** Opening Data records block **

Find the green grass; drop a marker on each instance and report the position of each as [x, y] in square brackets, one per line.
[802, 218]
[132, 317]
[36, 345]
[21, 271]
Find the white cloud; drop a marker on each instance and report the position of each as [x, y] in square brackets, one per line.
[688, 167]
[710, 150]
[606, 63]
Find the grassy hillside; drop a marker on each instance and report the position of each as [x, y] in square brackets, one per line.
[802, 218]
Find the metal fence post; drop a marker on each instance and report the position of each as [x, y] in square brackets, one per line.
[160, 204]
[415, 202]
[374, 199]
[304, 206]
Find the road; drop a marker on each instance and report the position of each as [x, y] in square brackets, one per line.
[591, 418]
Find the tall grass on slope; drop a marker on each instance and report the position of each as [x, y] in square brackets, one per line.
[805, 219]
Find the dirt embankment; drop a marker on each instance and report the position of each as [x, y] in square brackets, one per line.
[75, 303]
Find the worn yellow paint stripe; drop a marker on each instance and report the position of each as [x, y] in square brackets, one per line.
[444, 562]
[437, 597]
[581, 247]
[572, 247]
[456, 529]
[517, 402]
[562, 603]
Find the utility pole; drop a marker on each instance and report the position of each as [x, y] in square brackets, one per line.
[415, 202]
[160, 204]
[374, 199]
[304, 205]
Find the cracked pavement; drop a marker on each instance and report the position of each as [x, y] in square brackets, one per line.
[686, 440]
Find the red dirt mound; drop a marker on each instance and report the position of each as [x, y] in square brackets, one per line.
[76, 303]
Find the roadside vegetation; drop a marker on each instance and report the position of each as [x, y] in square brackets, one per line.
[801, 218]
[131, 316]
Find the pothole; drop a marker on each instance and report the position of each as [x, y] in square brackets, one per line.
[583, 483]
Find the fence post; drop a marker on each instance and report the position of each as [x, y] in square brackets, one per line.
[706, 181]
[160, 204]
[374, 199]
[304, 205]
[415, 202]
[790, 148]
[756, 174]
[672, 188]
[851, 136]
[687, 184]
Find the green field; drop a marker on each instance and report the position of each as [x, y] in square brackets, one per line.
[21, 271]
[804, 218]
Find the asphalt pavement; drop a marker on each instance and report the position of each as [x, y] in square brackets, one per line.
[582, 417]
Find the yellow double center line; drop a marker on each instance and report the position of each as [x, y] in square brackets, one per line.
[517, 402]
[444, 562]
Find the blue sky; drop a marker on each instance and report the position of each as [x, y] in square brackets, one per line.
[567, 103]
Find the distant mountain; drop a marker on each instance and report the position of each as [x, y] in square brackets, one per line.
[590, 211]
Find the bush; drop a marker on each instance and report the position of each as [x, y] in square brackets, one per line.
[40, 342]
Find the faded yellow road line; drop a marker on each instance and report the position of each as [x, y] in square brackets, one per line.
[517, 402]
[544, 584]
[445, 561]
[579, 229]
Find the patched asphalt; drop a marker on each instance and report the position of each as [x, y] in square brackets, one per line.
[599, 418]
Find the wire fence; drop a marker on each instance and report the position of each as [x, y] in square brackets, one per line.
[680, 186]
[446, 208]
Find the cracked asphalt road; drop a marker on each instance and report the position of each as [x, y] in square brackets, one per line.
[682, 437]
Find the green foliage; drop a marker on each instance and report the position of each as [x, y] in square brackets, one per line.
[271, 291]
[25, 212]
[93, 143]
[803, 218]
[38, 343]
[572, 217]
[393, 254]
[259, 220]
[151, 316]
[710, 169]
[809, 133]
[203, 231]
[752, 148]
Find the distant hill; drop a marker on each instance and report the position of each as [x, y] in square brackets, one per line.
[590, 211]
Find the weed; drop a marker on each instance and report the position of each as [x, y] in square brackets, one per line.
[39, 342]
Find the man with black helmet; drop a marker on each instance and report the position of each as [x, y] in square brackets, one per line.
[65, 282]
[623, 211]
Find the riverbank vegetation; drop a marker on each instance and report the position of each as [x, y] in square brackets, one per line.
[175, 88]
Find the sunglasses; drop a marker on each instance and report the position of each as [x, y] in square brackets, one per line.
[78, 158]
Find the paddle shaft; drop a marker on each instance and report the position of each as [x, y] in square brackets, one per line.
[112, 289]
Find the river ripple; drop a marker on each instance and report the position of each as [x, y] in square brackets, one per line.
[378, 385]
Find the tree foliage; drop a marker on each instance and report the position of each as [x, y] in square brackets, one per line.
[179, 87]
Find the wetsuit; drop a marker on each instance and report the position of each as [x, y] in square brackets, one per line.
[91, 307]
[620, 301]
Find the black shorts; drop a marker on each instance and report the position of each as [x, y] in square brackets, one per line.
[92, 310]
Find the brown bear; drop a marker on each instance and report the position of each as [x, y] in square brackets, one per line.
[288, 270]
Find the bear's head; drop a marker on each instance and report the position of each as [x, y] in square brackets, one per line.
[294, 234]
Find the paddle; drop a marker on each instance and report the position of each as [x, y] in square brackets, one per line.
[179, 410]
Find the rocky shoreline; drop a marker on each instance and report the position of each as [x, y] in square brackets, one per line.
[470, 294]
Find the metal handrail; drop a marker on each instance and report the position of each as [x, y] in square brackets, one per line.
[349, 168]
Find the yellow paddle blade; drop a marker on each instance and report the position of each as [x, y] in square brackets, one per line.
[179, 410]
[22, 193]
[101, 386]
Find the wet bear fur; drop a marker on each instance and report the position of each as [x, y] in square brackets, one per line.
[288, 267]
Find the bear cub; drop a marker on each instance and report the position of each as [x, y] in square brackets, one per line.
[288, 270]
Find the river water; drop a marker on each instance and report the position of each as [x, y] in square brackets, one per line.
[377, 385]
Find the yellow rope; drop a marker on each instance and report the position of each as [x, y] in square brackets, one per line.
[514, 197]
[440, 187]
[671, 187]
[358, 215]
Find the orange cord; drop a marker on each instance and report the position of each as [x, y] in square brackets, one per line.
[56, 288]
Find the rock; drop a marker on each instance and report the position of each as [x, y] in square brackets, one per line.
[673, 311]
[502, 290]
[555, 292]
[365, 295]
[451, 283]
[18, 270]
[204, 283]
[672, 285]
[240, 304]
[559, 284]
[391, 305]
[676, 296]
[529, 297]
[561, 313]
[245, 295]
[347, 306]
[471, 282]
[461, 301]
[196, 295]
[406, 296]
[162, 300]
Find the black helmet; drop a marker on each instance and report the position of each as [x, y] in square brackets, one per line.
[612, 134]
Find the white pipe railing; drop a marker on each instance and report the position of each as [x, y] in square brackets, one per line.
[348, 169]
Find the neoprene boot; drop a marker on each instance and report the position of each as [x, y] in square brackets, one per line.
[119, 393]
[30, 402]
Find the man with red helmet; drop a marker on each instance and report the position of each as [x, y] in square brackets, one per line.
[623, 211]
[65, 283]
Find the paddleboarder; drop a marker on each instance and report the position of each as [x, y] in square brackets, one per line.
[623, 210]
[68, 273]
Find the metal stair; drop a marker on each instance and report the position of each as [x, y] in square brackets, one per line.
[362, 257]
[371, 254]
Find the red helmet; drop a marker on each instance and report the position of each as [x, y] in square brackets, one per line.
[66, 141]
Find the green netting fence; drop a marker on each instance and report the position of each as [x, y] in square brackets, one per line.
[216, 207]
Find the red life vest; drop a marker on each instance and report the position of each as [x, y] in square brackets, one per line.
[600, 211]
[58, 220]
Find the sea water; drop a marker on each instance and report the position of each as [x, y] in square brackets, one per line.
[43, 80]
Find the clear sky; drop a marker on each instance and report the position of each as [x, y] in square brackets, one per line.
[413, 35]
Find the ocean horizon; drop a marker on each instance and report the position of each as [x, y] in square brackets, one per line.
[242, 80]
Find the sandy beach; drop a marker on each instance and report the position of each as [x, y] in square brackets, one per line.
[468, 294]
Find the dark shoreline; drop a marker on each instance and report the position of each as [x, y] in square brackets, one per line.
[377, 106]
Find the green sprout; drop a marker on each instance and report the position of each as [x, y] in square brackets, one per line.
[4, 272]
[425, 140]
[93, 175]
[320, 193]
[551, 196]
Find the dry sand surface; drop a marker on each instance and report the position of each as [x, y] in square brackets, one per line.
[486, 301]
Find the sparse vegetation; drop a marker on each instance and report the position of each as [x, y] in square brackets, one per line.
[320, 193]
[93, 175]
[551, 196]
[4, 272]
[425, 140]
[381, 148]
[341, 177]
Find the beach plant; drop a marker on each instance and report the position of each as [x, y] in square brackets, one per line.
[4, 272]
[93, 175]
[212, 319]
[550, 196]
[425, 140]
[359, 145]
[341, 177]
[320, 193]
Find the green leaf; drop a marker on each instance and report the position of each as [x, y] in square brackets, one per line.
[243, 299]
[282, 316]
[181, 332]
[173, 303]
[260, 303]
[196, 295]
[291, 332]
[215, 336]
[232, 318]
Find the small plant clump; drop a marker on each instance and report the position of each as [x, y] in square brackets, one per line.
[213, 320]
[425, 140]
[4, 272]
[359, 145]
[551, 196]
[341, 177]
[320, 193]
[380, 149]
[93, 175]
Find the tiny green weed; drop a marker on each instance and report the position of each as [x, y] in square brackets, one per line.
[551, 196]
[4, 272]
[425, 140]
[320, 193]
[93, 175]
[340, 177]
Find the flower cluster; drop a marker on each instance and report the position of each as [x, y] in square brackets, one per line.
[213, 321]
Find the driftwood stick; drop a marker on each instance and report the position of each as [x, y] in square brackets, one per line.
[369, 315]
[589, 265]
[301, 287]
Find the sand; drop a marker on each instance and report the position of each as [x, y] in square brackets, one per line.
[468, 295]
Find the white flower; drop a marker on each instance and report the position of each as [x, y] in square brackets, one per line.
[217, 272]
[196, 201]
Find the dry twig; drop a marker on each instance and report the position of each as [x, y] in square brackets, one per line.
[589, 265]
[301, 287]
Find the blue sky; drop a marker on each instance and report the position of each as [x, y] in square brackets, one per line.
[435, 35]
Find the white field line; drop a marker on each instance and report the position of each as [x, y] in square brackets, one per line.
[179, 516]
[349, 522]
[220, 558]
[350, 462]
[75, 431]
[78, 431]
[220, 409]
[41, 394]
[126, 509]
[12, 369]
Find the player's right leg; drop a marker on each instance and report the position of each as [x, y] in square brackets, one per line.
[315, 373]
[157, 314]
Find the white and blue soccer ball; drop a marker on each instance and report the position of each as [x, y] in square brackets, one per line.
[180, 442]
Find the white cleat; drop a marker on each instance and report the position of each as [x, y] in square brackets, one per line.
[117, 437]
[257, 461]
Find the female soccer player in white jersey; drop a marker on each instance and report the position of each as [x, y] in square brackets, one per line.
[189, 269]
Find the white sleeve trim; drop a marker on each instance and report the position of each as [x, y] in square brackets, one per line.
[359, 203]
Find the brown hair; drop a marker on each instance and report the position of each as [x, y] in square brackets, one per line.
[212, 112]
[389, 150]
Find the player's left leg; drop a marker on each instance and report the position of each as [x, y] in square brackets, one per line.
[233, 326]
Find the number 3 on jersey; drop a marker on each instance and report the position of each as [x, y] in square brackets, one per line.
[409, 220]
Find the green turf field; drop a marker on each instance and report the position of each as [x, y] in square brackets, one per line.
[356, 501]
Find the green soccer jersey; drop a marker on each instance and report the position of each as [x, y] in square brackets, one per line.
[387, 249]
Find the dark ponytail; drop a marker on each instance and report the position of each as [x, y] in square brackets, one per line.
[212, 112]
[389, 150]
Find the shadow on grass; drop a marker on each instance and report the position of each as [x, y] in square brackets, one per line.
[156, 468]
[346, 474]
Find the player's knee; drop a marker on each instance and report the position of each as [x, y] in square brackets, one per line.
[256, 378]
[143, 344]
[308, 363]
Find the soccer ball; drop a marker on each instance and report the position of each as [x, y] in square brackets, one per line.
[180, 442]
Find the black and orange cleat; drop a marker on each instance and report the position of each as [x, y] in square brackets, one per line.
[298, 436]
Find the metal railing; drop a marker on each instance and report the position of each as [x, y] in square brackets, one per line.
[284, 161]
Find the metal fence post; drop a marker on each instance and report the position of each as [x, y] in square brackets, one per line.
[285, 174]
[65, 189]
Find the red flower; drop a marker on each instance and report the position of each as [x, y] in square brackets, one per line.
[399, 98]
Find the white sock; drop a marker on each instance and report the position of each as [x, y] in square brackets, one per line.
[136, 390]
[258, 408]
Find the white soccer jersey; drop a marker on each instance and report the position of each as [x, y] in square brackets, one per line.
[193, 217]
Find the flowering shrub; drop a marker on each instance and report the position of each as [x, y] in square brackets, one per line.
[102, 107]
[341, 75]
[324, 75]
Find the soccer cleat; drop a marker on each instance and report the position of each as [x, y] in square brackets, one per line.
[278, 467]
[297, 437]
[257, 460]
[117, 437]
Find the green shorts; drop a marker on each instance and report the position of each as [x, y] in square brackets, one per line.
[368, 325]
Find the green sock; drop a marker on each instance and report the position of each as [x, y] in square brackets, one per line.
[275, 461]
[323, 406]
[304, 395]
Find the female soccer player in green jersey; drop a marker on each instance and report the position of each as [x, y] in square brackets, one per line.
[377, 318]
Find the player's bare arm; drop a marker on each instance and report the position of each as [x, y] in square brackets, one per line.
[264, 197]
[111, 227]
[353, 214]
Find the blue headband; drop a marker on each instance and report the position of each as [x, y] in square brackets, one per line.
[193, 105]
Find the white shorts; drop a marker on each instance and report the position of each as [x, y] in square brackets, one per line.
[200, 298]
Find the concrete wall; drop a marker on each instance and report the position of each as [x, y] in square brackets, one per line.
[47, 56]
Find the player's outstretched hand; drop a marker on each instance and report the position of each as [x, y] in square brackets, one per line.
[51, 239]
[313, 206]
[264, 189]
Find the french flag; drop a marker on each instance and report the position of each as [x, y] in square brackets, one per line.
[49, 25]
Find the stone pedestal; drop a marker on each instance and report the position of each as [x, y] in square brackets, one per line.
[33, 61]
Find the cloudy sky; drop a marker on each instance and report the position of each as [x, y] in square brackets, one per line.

** Closing Data records block **

→ Your objective
Reproduce the lines of the entries above exactly, but only from the line containing "Find the french" through the final line.

→ Response to this exercise
Find the french flag; drop a marker on each instance and report the position of each as [x, y] in square brackets, one per line.
[49, 25]
Find the stone pedestal; drop a marker on each instance and report the position of each as [x, y] in square brackets, one per line.
[33, 61]
Find the cloudy sky; drop a marker on each instance and report the position of each as [x, y] in square brackets, one per line.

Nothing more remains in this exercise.